▸ **WHAT IS ASKED**: Reproduce the records below in their entirety, character for character.

▸ **Excerpts of pointing data**:
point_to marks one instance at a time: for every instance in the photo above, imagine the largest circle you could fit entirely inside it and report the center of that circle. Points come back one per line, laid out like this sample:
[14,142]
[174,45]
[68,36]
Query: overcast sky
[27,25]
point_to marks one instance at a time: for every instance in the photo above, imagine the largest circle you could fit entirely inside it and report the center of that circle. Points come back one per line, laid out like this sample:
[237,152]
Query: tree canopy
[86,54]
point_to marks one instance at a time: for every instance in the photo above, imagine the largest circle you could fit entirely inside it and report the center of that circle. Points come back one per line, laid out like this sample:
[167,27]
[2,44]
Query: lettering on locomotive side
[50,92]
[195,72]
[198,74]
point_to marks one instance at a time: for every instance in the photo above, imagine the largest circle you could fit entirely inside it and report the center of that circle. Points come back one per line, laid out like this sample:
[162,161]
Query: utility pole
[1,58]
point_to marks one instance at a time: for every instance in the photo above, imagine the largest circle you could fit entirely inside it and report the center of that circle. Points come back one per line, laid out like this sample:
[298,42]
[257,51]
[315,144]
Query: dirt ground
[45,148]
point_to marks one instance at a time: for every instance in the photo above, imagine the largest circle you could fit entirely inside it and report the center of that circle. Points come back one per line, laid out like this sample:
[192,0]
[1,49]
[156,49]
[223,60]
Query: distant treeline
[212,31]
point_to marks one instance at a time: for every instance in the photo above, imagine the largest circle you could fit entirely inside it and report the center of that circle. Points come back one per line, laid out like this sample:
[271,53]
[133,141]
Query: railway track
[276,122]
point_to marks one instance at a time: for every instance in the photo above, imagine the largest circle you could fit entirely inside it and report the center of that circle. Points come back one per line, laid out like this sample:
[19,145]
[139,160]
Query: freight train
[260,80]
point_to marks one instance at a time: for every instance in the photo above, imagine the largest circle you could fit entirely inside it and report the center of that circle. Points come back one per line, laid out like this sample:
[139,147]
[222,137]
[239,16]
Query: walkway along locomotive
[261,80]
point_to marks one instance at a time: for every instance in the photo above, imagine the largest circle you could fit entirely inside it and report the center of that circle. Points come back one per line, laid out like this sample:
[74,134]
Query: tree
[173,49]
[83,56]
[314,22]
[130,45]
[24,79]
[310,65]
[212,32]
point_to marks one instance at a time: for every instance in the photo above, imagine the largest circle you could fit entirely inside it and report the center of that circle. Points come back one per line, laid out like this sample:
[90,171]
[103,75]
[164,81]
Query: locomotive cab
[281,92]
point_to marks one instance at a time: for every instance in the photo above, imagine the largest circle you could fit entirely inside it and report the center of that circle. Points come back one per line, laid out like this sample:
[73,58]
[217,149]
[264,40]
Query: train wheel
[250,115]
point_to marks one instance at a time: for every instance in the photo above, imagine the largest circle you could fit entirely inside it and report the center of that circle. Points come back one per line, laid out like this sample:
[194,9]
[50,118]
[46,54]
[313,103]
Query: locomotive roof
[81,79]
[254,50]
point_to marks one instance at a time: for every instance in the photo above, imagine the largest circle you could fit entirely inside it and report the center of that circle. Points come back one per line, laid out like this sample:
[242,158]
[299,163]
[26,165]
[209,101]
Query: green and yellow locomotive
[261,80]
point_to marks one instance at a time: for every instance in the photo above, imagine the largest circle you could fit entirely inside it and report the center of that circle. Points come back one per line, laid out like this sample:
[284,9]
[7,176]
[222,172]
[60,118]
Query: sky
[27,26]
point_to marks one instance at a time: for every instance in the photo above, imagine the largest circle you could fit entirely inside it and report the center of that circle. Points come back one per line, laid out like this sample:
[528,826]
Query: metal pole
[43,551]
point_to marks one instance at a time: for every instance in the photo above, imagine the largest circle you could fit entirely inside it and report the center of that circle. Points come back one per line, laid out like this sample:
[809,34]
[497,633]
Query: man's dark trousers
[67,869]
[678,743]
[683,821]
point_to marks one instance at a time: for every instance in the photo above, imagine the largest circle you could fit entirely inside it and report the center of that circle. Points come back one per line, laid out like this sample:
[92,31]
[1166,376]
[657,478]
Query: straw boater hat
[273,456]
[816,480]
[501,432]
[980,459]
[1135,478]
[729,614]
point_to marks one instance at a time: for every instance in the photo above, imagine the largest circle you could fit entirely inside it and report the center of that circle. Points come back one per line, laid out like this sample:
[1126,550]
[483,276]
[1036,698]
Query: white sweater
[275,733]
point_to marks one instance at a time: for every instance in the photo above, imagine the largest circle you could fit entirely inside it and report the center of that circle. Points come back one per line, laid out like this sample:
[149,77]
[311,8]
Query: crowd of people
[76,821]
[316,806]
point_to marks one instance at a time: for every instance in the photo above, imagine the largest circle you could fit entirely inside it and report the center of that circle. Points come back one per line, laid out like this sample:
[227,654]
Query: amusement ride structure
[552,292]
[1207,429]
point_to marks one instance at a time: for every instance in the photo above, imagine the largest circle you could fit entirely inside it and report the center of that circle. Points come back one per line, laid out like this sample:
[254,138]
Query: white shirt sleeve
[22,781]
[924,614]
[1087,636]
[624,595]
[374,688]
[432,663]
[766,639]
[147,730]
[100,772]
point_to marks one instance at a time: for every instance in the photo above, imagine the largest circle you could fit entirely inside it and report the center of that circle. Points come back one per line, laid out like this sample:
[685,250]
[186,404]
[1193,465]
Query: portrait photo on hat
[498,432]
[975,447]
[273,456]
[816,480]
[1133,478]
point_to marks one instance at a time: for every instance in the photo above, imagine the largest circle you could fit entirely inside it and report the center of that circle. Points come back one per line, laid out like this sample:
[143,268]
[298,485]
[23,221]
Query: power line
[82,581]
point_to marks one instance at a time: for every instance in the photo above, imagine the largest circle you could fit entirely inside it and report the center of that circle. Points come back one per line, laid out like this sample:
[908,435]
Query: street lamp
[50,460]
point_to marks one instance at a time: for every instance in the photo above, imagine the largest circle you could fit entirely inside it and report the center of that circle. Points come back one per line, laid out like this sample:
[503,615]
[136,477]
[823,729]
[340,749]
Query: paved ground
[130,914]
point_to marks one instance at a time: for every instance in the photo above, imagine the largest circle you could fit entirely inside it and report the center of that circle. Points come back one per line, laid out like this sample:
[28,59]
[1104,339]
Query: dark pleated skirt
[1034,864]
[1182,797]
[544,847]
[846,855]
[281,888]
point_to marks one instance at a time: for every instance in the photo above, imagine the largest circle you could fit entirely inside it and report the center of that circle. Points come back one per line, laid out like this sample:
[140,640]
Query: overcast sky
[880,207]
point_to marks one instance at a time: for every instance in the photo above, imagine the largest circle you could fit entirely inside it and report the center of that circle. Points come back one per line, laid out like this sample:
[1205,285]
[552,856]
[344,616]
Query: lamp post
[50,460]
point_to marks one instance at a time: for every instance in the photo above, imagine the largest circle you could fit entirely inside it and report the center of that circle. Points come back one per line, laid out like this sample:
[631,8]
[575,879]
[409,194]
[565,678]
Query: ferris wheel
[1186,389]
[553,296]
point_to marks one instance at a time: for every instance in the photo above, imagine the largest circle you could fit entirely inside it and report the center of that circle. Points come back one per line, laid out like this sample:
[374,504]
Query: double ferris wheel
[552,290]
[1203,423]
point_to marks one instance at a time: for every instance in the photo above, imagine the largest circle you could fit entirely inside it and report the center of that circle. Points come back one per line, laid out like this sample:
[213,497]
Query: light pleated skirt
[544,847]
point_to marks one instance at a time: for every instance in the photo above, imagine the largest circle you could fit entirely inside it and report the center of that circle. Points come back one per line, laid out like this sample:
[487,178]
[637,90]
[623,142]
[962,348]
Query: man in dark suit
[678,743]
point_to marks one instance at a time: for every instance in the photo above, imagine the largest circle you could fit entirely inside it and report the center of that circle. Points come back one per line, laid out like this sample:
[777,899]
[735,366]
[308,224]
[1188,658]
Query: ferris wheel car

▸ **FULL ANSWER**:
point_to marks one instance at a time: for every instance in the photo above, imagine the largest circle you could fit entirely inside it and report the center of that circle. Points come back one per line, laid out like this sample:
[14,142]
[174,45]
[68,36]
Query: overcast sky
[27,25]
point_to marks one instance at a time: for every instance in the photo above, imagine the largest circle you could fit entirely inside it and report the center of that circle. Points come back one per line, laid out like this sample:
[237,152]
Query: tree canopy
[86,54]
point_to marks one instance at a time: for every instance in the photo above, imagine the largest circle you could fit entirely inside it and report the center of that circle. Points come back one per line, laid out like this sample:
[167,27]
[2,44]
Query: lettering on locomotive side
[50,92]
[195,72]
[198,74]
point_to marks one instance at a time: for every instance in the photo above, imagine the largest circle you could fit entirely inside it and report the center of that circle. Points come back one per line, laid out like this sample:
[162,161]
Query: utility pole
[1,58]
point_to marks one instance at a time: for every instance in the photo above, imagine the largest circle you could fit entirely inside it and report the center of that circle. Points come back one per line, laid out like this sample:
[298,42]
[257,51]
[315,144]
Query: dirt ground
[45,148]
point_to marks one instance at a time: for every instance in the photo above, imagine the largest circle you could fit entirely inside it and report the center of that circle. Points come back one per line, laid out like this sample:
[192,0]
[1,49]
[156,49]
[223,60]
Query: distant treeline
[212,31]
point_to marks one instance at a time: for every instance in the photo above, imagine the largest circle you could fit entirely inside it and report the center of that circle. Points come back one per line, laid out like this sample:
[271,53]
[133,141]
Query: railway track
[276,122]
point_to marks one instance at a time: for every instance in the photo above, imagine the largest circle you could fit entirely inside it and report the center of that circle. Points come back one per line, laid out like this sample:
[19,145]
[139,160]
Query: freight train
[260,80]
point_to marks one instance at a time: for every instance in the photo above, imagine the largest circle you could fit entirely inside it and report the center of that circle. Points come back one per line, laid out like this sample:
[139,147]
[222,137]
[239,16]
Query: walkway along locomotive
[261,80]
point_to marks one instance at a time: for every instance in the photo above, imagine the largest circle you could fit entirely inside it and report the center of that circle. Points come back one per line, laid out like this sample:
[74,134]
Query: tree
[173,49]
[83,56]
[314,22]
[130,45]
[24,79]
[310,65]
[212,32]
point_to marks one instance at a time: for every instance in the photo above, imagine the largest circle you could fit entirely inside it and report the center of that circle. Points come back one per line, laid out like this sample:
[90,171]
[103,75]
[164,81]
Query: locomotive cab
[281,92]
point_to marks one instance at a time: for every instance in the photo above, imagine the largest circle you could fit entirely inside it and report the center of that circle. Points come back one per line, laid out like this sample:
[73,58]
[217,149]
[264,40]
Query: train wheel
[250,115]
point_to marks one instance at a time: for every instance in the photo above, imagine the largest circle you could fit entirely inside it and report the center of that circle. Points come back one per line, laid out like this sample:
[194,9]
[50,118]
[46,54]
[313,103]
Query: locomotive roof
[81,79]
[254,50]
point_to marks one instance at a time: for every instance in the photo above, imagine the largest circle you could fit entirely inside it and report the center of that circle. Points come back one per line, laid out like this sample:
[242,158]
[299,163]
[26,165]
[209,101]
Query: green and yellow locomotive
[261,80]
point_to marks one instance at a time: for every instance in the photo above, imagine the largest circle you could fit entirely inside it and report the center of that circle. Points come back one per line, laid out like this sample:
[284,9]
[7,176]
[222,172]
[60,118]
Query: sky
[27,26]
point_to marks one instance at a time: for every instance in the photo above, imagine the largest circle you could fit entirely inside it and report the center of that circle. Points come back one per line, laid out like this sample:
[528,826]
Query: metal pole
[43,551]
point_to marks one instance at a time: for every instance in the photo above, imagine the largest circle you could fit entirely inside it and report the center of that circle. Points come back one per line, laid out like this sample:
[809,34]
[497,633]
Query: man's dark trousers
[67,869]
[678,743]
[683,821]
point_to marks one instance at a time: for every instance in the photo above, imagine the largest circle you could fit entirely inside it and report the center of that circle. Points come back one per line, laid out like this sample:
[92,31]
[1166,376]
[657,478]
Query: straw boater hat
[273,456]
[816,480]
[501,432]
[980,459]
[1135,478]
[729,614]
point_to marks one instance at a time: for every instance in the photo above, imagine the largest circle you could fit entirely inside it and report the center of that circle. Points come back one per line, laid out like this sample:
[1126,550]
[483,276]
[1036,698]
Query: white sweater
[275,733]
point_to marks one instance at a time: for every instance in the photo above, imagine the largest circle you could fit entirely inside it and report the center of that circle. Points come back one per line, laid out like this sample:
[149,77]
[311,8]
Query: crowd of people
[76,821]
[316,806]
point_to marks one instance at a time: for every instance in the photo above, imagine the largest circle you could fit entirely inside it and report the center of that circle. Points come back one per line, laid out like this sample:
[227,654]
Query: amusement ride structure
[552,292]
[1207,429]
point_to marks one instance at a time: for every instance in the photo above, imagine the largest circle you could fit entirely inside it and report the center of that circle. Points come back one per line, laid out like this sample:
[254,138]
Query: white shirt sleeve
[22,781]
[924,614]
[1087,636]
[624,595]
[374,688]
[432,663]
[766,639]
[147,730]
[100,772]
point_to marks one instance at a time: for every instance in the photo above, imagine the largest circle you could fit entirely inside it and report the center of that circle. Points come back one per line, laid out like this sample:
[685,250]
[186,404]
[1193,465]
Query: portrait photo on hat
[498,432]
[975,447]
[273,456]
[816,480]
[1133,478]
point_to marks one instance at a time: for every instance in the photo above, imagine the largest circle you could fit entirely inside it and report the center of that circle. Points come back one per line, laid out like this sample:
[143,268]
[298,485]
[23,221]
Query: power line
[82,581]
point_to marks one instance at a time: for every instance in the photo above, imagine the largest circle you could fit entirely inside it and report the center of that circle. Points come back one per line, laid out like this sample:
[908,435]
Query: street lamp
[50,460]
point_to marks one instance at a time: for every instance in the photo above, imagine the largest circle you could fit entirely inside it and report the center of that circle. Points come back one per line, laid out like this sample:
[503,615]
[136,477]
[823,729]
[340,749]
Query: paved ground
[130,914]
point_to marks one instance at a time: for every instance in the photo above, imagine the largest circle you could fit entirely inside it and report the center of that circle. Points come back one per line, laid out like this sample:
[28,59]
[1104,339]
Query: dark pleated skirt
[1034,864]
[1182,797]
[544,847]
[846,855]
[281,888]
point_to marks one instance at a time: for every instance in the photo above, imagine the largest circle you could fit entirely inside it and report the center of that circle. Points come back one per line, laid out like this sample:
[140,640]
Query: overcast sky
[880,207]
point_to marks one instance at a time: for every instance in the photo above, imagine the largest circle you could fit entirely inside it and report the center of that circle. Points come back one per line, laid out like this sample:
[1205,285]
[552,856]
[344,616]
Query: lamp post
[50,460]
point_to marks one instance at a time: for every instance in the photo above, imagine the largest circle you could fit entirely inside it and report the center of that circle. Points come back one per line, laid out like this sample:
[631,8]
[575,879]
[409,194]
[565,678]
Query: ferris wheel
[1186,389]
[553,296]
point_to marks one instance at a time: for every instance in the photo above, imagine the largest circle you could fit entirely inside it and report the center of that circle. Points come back one per line, laid out like this sample:
[374,504]
Query: double ferris wheel
[552,290]
[1203,423]
point_to marks one instance at a time: for every instance in the photo above, imagine the largest circle you could fit entirely inside it and report the center of that circle. Points come back one per line, laid out like this sample:
[213,497]
Query: light pleated skirt
[544,847]
point_to marks one instance at a time: for every instance in the photo above, imagine the largest circle you could fit entirely inside it and report the center of that circle. Points come back one per line, laid out like this sample:
[487,178]
[637,90]
[623,142]
[962,348]
Query: man in dark suit
[678,743]
point_to marks one instance at a time: for every instance in the photo above, imagine the largest circle you could fit entirely inside it and report the center of that circle. Points come back one per line, laid out like this sample:
[777,899]
[735,366]
[308,224]
[1188,658]
Query: ferris wheel car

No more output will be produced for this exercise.